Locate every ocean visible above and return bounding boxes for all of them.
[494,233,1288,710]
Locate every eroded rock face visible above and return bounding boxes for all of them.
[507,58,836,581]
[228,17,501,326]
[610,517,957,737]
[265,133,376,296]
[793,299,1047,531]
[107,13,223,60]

· · · · ·

◆ **Task details**:
Repeat every line above word for word.

◆ **In response**:
Locate every ocean visible above and return bounding boxes for all of them.
[494,233,1288,710]
Locate every eroded rock face visible above and return bounding boxes for all of them.
[507,58,836,581]
[228,17,501,326]
[610,517,957,737]
[265,133,376,296]
[793,299,1047,531]
[107,13,223,60]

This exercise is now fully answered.